**Provided records**

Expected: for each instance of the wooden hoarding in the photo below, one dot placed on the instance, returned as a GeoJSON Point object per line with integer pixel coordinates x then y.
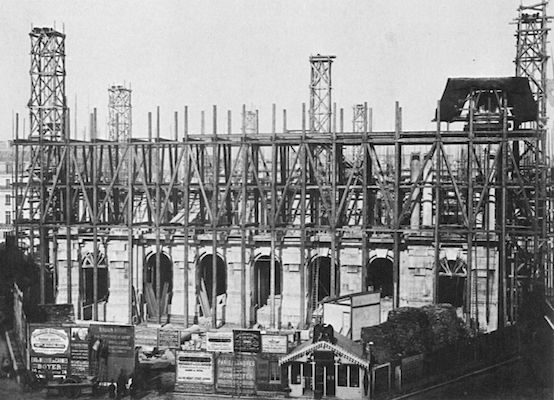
{"type": "Point", "coordinates": [236, 374]}
{"type": "Point", "coordinates": [79, 352]}
{"type": "Point", "coordinates": [195, 371]}
{"type": "Point", "coordinates": [247, 341]}
{"type": "Point", "coordinates": [169, 339]}
{"type": "Point", "coordinates": [274, 344]}
{"type": "Point", "coordinates": [219, 342]}
{"type": "Point", "coordinates": [116, 349]}
{"type": "Point", "coordinates": [49, 350]}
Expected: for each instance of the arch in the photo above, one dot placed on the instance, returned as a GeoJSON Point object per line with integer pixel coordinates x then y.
{"type": "Point", "coordinates": [452, 281]}
{"type": "Point", "coordinates": [166, 274]}
{"type": "Point", "coordinates": [205, 275]}
{"type": "Point", "coordinates": [380, 276]}
{"type": "Point", "coordinates": [262, 280]}
{"type": "Point", "coordinates": [320, 266]}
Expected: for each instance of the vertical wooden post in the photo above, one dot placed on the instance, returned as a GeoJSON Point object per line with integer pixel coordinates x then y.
{"type": "Point", "coordinates": [215, 192]}
{"type": "Point", "coordinates": [130, 209]}
{"type": "Point", "coordinates": [438, 203]}
{"type": "Point", "coordinates": [303, 201]}
{"type": "Point", "coordinates": [244, 147]}
{"type": "Point", "coordinates": [272, 216]}
{"type": "Point", "coordinates": [397, 205]}
{"type": "Point", "coordinates": [186, 195]}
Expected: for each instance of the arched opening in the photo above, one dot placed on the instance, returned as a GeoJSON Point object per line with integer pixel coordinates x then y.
{"type": "Point", "coordinates": [207, 279]}
{"type": "Point", "coordinates": [452, 282]}
{"type": "Point", "coordinates": [87, 284]}
{"type": "Point", "coordinates": [151, 284]}
{"type": "Point", "coordinates": [380, 276]}
{"type": "Point", "coordinates": [262, 280]}
{"type": "Point", "coordinates": [320, 279]}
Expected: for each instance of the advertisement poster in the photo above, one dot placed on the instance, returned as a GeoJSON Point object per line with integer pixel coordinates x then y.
{"type": "Point", "coordinates": [49, 351]}
{"type": "Point", "coordinates": [79, 352]}
{"type": "Point", "coordinates": [236, 373]}
{"type": "Point", "coordinates": [113, 350]}
{"type": "Point", "coordinates": [247, 341]}
{"type": "Point", "coordinates": [195, 368]}
{"type": "Point", "coordinates": [219, 342]}
{"type": "Point", "coordinates": [275, 344]}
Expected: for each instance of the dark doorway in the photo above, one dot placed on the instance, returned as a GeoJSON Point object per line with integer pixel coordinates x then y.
{"type": "Point", "coordinates": [320, 270]}
{"type": "Point", "coordinates": [262, 280]}
{"type": "Point", "coordinates": [166, 275]}
{"type": "Point", "coordinates": [452, 282]}
{"type": "Point", "coordinates": [380, 276]}
{"type": "Point", "coordinates": [206, 276]}
{"type": "Point", "coordinates": [87, 283]}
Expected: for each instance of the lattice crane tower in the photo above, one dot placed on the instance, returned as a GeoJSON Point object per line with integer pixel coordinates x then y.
{"type": "Point", "coordinates": [531, 55]}
{"type": "Point", "coordinates": [320, 93]}
{"type": "Point", "coordinates": [119, 113]}
{"type": "Point", "coordinates": [47, 104]}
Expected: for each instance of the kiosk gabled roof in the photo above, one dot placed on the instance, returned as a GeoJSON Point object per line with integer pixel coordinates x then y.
{"type": "Point", "coordinates": [343, 346]}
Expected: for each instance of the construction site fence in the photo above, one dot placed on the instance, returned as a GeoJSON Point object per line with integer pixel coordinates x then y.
{"type": "Point", "coordinates": [448, 362]}
{"type": "Point", "coordinates": [20, 325]}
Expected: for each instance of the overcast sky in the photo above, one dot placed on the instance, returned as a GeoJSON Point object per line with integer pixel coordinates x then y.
{"type": "Point", "coordinates": [200, 53]}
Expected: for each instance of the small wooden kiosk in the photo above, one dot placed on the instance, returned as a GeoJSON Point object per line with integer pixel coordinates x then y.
{"type": "Point", "coordinates": [331, 365]}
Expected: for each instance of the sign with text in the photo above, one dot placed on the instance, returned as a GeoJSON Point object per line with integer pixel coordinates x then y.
{"type": "Point", "coordinates": [169, 339]}
{"type": "Point", "coordinates": [49, 351]}
{"type": "Point", "coordinates": [79, 352]}
{"type": "Point", "coordinates": [247, 341]}
{"type": "Point", "coordinates": [195, 368]}
{"type": "Point", "coordinates": [221, 342]}
{"type": "Point", "coordinates": [276, 344]}
{"type": "Point", "coordinates": [236, 373]}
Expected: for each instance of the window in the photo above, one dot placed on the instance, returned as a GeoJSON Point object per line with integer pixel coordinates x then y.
{"type": "Point", "coordinates": [354, 376]}
{"type": "Point", "coordinates": [274, 372]}
{"type": "Point", "coordinates": [343, 375]}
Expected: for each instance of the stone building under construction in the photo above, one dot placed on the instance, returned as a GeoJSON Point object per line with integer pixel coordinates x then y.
{"type": "Point", "coordinates": [244, 227]}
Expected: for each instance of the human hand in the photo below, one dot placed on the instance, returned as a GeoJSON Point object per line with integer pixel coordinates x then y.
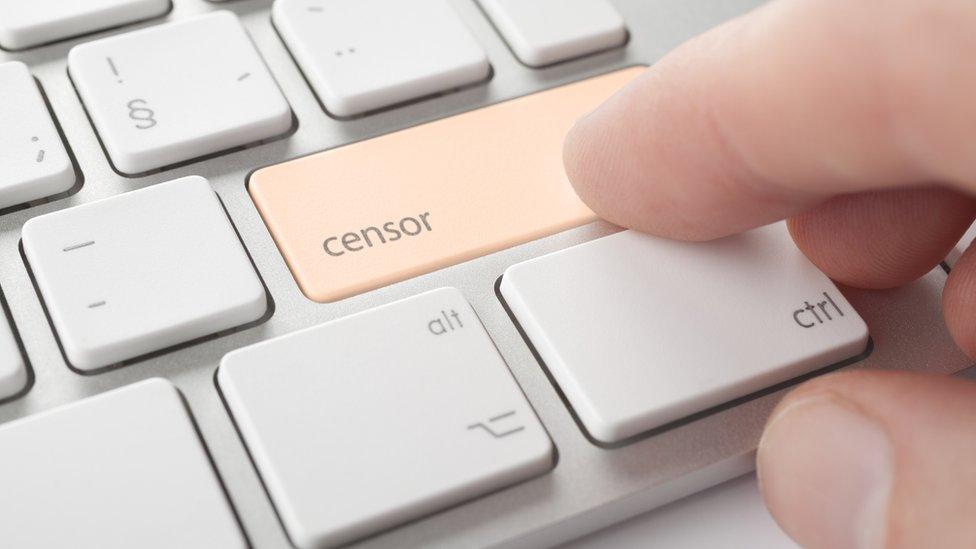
{"type": "Point", "coordinates": [856, 120]}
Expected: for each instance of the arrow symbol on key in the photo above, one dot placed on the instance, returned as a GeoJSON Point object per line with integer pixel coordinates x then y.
{"type": "Point", "coordinates": [497, 434]}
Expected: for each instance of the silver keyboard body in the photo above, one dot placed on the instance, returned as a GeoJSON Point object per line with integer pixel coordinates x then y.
{"type": "Point", "coordinates": [590, 487]}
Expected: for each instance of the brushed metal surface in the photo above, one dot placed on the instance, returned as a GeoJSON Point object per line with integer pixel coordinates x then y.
{"type": "Point", "coordinates": [590, 487]}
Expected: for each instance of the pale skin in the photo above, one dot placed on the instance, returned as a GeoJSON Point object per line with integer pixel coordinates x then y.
{"type": "Point", "coordinates": [855, 120]}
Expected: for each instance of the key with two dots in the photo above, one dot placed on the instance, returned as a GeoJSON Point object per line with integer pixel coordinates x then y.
{"type": "Point", "coordinates": [34, 162]}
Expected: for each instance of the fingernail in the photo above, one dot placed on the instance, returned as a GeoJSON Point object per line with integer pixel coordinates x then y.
{"type": "Point", "coordinates": [826, 471]}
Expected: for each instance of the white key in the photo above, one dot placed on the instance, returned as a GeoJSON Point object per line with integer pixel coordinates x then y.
{"type": "Point", "coordinates": [13, 373]}
{"type": "Point", "coordinates": [176, 92]}
{"type": "Point", "coordinates": [119, 470]}
{"type": "Point", "coordinates": [363, 55]}
{"type": "Point", "coordinates": [141, 272]}
{"type": "Point", "coordinates": [33, 161]}
{"type": "Point", "coordinates": [543, 32]}
{"type": "Point", "coordinates": [382, 417]}
{"type": "Point", "coordinates": [27, 24]}
{"type": "Point", "coordinates": [961, 247]}
{"type": "Point", "coordinates": [641, 331]}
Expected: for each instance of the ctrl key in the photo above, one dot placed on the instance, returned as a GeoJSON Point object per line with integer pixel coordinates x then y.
{"type": "Point", "coordinates": [376, 419]}
{"type": "Point", "coordinates": [656, 331]}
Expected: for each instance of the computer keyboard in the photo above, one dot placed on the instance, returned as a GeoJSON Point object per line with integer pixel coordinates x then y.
{"type": "Point", "coordinates": [309, 273]}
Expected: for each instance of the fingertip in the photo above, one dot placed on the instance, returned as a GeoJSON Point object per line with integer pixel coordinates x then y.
{"type": "Point", "coordinates": [883, 239]}
{"type": "Point", "coordinates": [959, 302]}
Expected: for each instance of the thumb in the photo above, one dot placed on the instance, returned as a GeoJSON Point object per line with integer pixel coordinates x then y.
{"type": "Point", "coordinates": [873, 459]}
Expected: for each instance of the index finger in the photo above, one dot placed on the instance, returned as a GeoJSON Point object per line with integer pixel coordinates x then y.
{"type": "Point", "coordinates": [775, 112]}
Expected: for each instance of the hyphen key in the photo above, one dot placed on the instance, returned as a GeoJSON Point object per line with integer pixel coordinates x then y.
{"type": "Point", "coordinates": [359, 217]}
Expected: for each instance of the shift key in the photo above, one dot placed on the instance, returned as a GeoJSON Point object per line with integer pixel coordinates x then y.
{"type": "Point", "coordinates": [362, 216]}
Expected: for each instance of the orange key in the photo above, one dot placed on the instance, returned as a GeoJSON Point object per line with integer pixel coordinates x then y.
{"type": "Point", "coordinates": [359, 217]}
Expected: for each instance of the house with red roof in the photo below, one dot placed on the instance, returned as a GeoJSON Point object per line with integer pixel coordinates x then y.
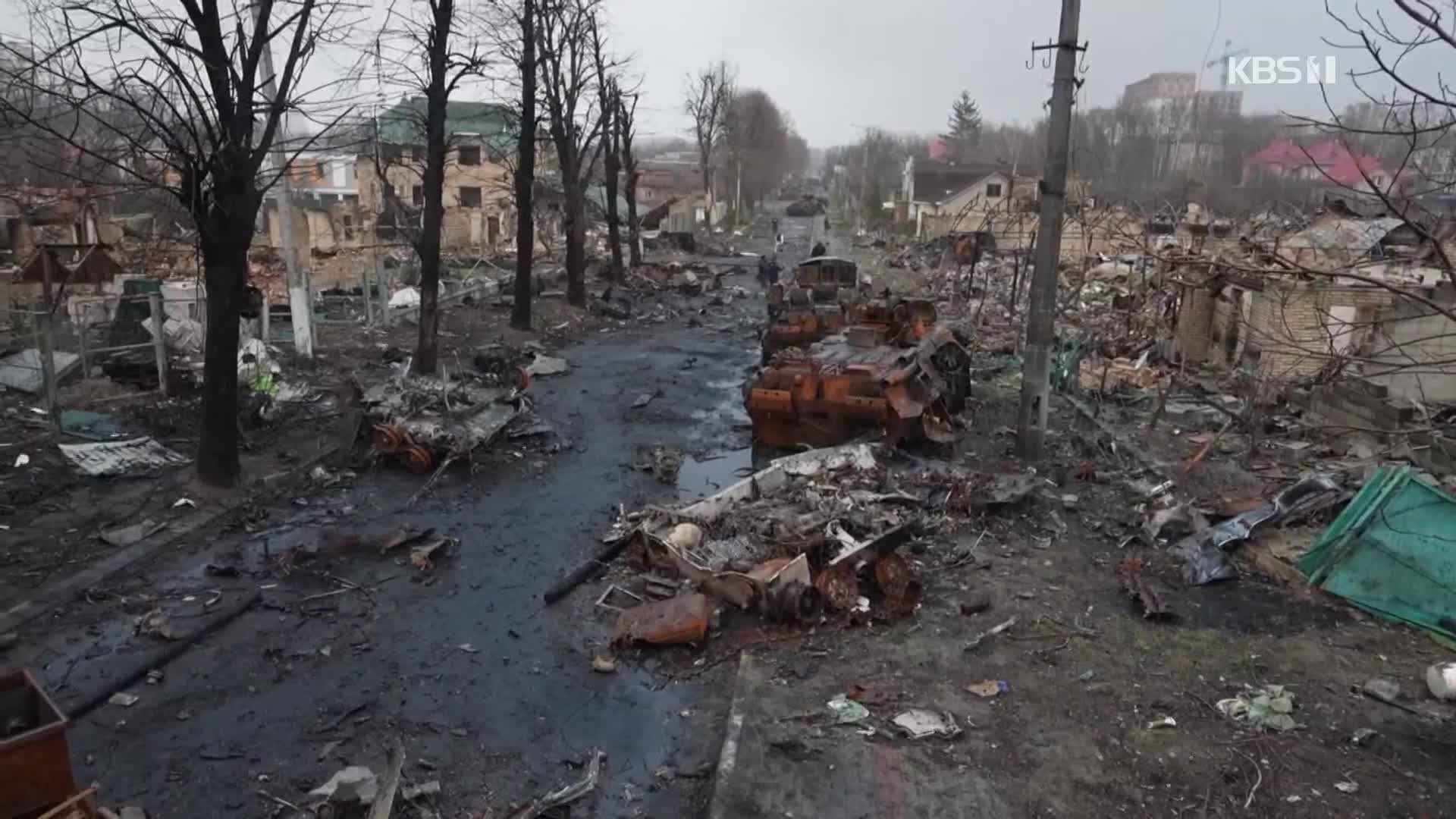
{"type": "Point", "coordinates": [1327, 162]}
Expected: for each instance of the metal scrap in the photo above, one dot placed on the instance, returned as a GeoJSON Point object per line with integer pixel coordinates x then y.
{"type": "Point", "coordinates": [1130, 576]}
{"type": "Point", "coordinates": [1206, 553]}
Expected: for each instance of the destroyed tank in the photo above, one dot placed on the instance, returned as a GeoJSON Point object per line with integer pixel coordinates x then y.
{"type": "Point", "coordinates": [893, 371]}
{"type": "Point", "coordinates": [811, 305]}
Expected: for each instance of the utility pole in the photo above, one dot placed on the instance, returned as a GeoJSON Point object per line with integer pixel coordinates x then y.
{"type": "Point", "coordinates": [300, 297]}
{"type": "Point", "coordinates": [1041, 312]}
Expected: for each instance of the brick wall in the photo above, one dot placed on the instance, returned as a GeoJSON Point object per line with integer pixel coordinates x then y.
{"type": "Point", "coordinates": [1194, 324]}
{"type": "Point", "coordinates": [1289, 325]}
{"type": "Point", "coordinates": [465, 226]}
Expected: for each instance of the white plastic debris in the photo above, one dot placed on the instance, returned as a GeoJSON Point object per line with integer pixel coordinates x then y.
{"type": "Point", "coordinates": [353, 784]}
{"type": "Point", "coordinates": [405, 297]}
{"type": "Point", "coordinates": [1440, 678]}
{"type": "Point", "coordinates": [546, 366]}
{"type": "Point", "coordinates": [921, 723]}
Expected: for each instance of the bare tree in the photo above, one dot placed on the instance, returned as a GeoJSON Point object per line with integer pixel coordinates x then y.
{"type": "Point", "coordinates": [626, 133]}
{"type": "Point", "coordinates": [206, 102]}
{"type": "Point", "coordinates": [565, 34]}
{"type": "Point", "coordinates": [525, 169]}
{"type": "Point", "coordinates": [431, 53]}
{"type": "Point", "coordinates": [607, 93]}
{"type": "Point", "coordinates": [710, 93]}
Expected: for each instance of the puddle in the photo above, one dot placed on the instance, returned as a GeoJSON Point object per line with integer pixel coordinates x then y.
{"type": "Point", "coordinates": [701, 479]}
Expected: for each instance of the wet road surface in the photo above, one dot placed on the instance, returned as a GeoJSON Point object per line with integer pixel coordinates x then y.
{"type": "Point", "coordinates": [490, 691]}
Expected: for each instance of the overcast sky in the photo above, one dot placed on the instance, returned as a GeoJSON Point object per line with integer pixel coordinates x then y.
{"type": "Point", "coordinates": [840, 64]}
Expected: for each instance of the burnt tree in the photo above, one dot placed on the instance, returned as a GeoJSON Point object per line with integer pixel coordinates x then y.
{"type": "Point", "coordinates": [431, 55]}
{"type": "Point", "coordinates": [707, 99]}
{"type": "Point", "coordinates": [564, 38]}
{"type": "Point", "coordinates": [610, 159]}
{"type": "Point", "coordinates": [525, 175]}
{"type": "Point", "coordinates": [625, 121]}
{"type": "Point", "coordinates": [204, 88]}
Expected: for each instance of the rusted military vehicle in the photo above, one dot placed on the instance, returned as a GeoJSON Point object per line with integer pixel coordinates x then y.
{"type": "Point", "coordinates": [893, 369]}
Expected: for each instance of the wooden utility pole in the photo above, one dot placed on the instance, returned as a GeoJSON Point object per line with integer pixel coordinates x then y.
{"type": "Point", "coordinates": [300, 295]}
{"type": "Point", "coordinates": [1041, 312]}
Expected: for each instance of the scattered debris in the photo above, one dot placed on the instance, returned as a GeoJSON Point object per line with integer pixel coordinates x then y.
{"type": "Point", "coordinates": [546, 366]}
{"type": "Point", "coordinates": [348, 786]}
{"type": "Point", "coordinates": [1383, 689]}
{"type": "Point", "coordinates": [666, 623]}
{"type": "Point", "coordinates": [1133, 583]}
{"type": "Point", "coordinates": [846, 710]}
{"type": "Point", "coordinates": [134, 534]}
{"type": "Point", "coordinates": [1389, 551]}
{"type": "Point", "coordinates": [921, 723]}
{"type": "Point", "coordinates": [565, 795]}
{"type": "Point", "coordinates": [989, 689]}
{"type": "Point", "coordinates": [155, 624]}
{"type": "Point", "coordinates": [424, 556]}
{"type": "Point", "coordinates": [1267, 707]}
{"type": "Point", "coordinates": [992, 632]}
{"type": "Point", "coordinates": [1204, 554]}
{"type": "Point", "coordinates": [663, 463]}
{"type": "Point", "coordinates": [411, 793]}
{"type": "Point", "coordinates": [1440, 679]}
{"type": "Point", "coordinates": [102, 460]}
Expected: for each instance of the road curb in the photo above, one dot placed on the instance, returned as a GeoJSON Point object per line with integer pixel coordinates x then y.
{"type": "Point", "coordinates": [728, 755]}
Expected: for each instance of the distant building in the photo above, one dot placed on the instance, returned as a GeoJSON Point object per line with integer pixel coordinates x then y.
{"type": "Point", "coordinates": [1327, 162]}
{"type": "Point", "coordinates": [1180, 89]}
{"type": "Point", "coordinates": [1183, 117]}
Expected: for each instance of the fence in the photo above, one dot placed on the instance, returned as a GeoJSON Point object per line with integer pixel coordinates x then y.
{"type": "Point", "coordinates": [96, 335]}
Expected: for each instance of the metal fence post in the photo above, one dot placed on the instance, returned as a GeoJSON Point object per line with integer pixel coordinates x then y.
{"type": "Point", "coordinates": [382, 276]}
{"type": "Point", "coordinates": [159, 340]}
{"type": "Point", "coordinates": [46, 344]}
{"type": "Point", "coordinates": [369, 297]}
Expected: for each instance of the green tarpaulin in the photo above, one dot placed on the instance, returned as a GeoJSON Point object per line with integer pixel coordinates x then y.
{"type": "Point", "coordinates": [1392, 551]}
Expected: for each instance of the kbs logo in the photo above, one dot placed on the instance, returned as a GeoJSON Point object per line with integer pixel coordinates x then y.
{"type": "Point", "coordinates": [1282, 71]}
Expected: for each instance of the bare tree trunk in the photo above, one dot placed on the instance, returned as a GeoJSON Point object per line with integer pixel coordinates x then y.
{"type": "Point", "coordinates": [224, 270]}
{"type": "Point", "coordinates": [433, 181]}
{"type": "Point", "coordinates": [576, 228]}
{"type": "Point", "coordinates": [708, 199]}
{"type": "Point", "coordinates": [610, 167]}
{"type": "Point", "coordinates": [526, 174]}
{"type": "Point", "coordinates": [634, 240]}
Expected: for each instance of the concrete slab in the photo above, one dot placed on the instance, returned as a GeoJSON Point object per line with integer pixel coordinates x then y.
{"type": "Point", "coordinates": [22, 371]}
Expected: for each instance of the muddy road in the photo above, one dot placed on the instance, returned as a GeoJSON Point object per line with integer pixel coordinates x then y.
{"type": "Point", "coordinates": [491, 691]}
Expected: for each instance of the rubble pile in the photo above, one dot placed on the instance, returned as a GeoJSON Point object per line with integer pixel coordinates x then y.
{"type": "Point", "coordinates": [813, 535]}
{"type": "Point", "coordinates": [424, 422]}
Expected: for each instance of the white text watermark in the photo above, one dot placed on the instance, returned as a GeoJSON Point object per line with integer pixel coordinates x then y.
{"type": "Point", "coordinates": [1282, 71]}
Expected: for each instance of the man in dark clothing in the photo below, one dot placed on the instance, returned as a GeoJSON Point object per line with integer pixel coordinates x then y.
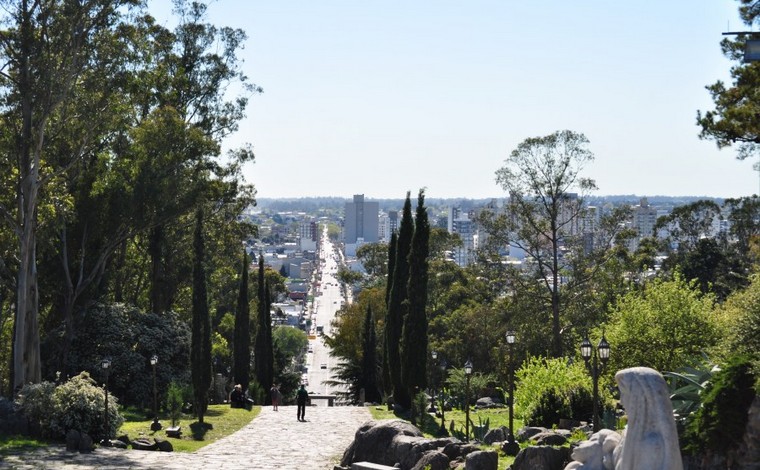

**The exercise**
Which lines in the entries above include the string "building"? Pick out each one and copy it in full.

**Written reply**
Expected: for each instance of the stone building under construction in the photo above, one dot placed on the instance, returned as a GeoJSON Point object per line with integer pixel coordinates x then y.
Expected: for each instance of the distant building in the photo above, one dot placed on the instance, returned as a GeoJSON Point object per line with integer pixel coordinates x then y.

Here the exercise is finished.